◆ Written task ◆
What follows is a block of records; restate each one word for word.

◆ Input data ◆
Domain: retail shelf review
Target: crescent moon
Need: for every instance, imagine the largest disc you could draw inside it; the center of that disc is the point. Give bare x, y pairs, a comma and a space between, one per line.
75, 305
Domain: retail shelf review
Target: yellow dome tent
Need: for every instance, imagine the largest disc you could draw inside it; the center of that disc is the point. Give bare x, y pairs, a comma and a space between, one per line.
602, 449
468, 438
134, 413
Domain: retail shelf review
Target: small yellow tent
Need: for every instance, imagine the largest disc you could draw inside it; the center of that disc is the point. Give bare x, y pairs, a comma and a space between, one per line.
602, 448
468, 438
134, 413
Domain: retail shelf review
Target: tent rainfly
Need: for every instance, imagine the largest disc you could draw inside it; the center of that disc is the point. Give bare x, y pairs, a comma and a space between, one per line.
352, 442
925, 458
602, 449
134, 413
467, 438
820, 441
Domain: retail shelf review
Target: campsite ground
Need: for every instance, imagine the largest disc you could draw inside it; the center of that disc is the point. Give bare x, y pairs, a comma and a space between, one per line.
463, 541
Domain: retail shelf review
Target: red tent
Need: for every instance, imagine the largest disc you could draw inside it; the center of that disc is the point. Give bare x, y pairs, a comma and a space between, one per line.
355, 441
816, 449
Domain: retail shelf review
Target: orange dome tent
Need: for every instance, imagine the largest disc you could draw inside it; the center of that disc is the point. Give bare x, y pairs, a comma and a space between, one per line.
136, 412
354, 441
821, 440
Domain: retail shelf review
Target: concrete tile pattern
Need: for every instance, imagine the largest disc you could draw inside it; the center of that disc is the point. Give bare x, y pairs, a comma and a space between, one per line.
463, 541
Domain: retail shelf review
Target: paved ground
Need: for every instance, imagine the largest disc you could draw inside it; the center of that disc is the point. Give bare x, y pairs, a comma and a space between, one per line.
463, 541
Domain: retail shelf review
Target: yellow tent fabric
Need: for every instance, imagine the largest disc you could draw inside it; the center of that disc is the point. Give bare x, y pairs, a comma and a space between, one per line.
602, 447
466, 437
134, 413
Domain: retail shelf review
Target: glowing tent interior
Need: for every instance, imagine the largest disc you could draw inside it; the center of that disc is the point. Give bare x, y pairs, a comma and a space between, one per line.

◆ Result below ◆
Domain: retail shelf review
Target: crescent moon
Need: for every instance, imagine the largest disc you could draw inside it; the center of that disc is the point. Give bare x, y pairs, a comma and a space between, one per line.
75, 305
Domain: retail shelf review
Target: yellow dome tent
Need: for every instance, imagine the largest disc you could draw inside it; the center of that disc is the point. Give bare x, y pairs, a comma and a space between, one per line.
602, 449
468, 438
134, 413
Domain: retail shelf review
Target: small yellow tent
Need: for every instance, imagine the largest disc you could draw inside it; the center of that disc is the point. Give bare x, y pairs, a comma and a space between, one per line.
602, 448
468, 438
134, 413
Domain: retail shelf review
Target: tent rainfly
Need: for every instance, imagine the largest disc you could draw inside it; the center of that disc is the point. Give bare x, y pairs, a comma and a space between, one per line.
352, 442
925, 458
602, 449
134, 413
467, 438
820, 441
Domain: retail shelf review
Target: campsite ground
Need: for every instance, imagine the largest disc you could draw inside it; the center of that disc is the point. Give bare x, y pairs, a comma and a space between, one per line.
463, 541
Domain: retail shelf review
Target: red tent
Need: for every instance, imagine the largest disc you could draw inside it; the center of that disc is the point. Give bare x, y pairs, a comma and a space between, one per line.
355, 441
816, 449
Domain: retail shelf review
Target: orange dome tent
Need: for every instance, imagine the largest disc you could draw inside it; the center of that disc is the point. Give bare x, y pairs, a comma and a space between, one per line.
136, 412
354, 441
821, 440
Domain: retail shelf review
Target: concrete tile pattern
Need: for every instance, imagine the largest disc you could draw inside it; the center of that disc is the point. Give bare x, y pairs, a comma and a space between, one per line.
463, 541
Domain: retail shelf review
Target: paved ground
Need: for every instance, imagine the largest disc you could draw inside it; the center of that disc is the point. Give bare x, y pairs, a comma and a space between, one per line.
463, 541
Domain: retail shelf review
Target: yellow tent fabric
Need: for every instance, imagine the largest disc you could draw inside it; the center of that disc is the point. Give bare x, y pairs, a comma and a space between, one per line.
602, 447
466, 437
134, 413
Domain: retail shelf review
Target: glowing tent interior
Need: for every instance, imagine the largest disc you could draw inside it; the center of that disc is the point. Give bare x, y pairs, a comma and a space between, one per line.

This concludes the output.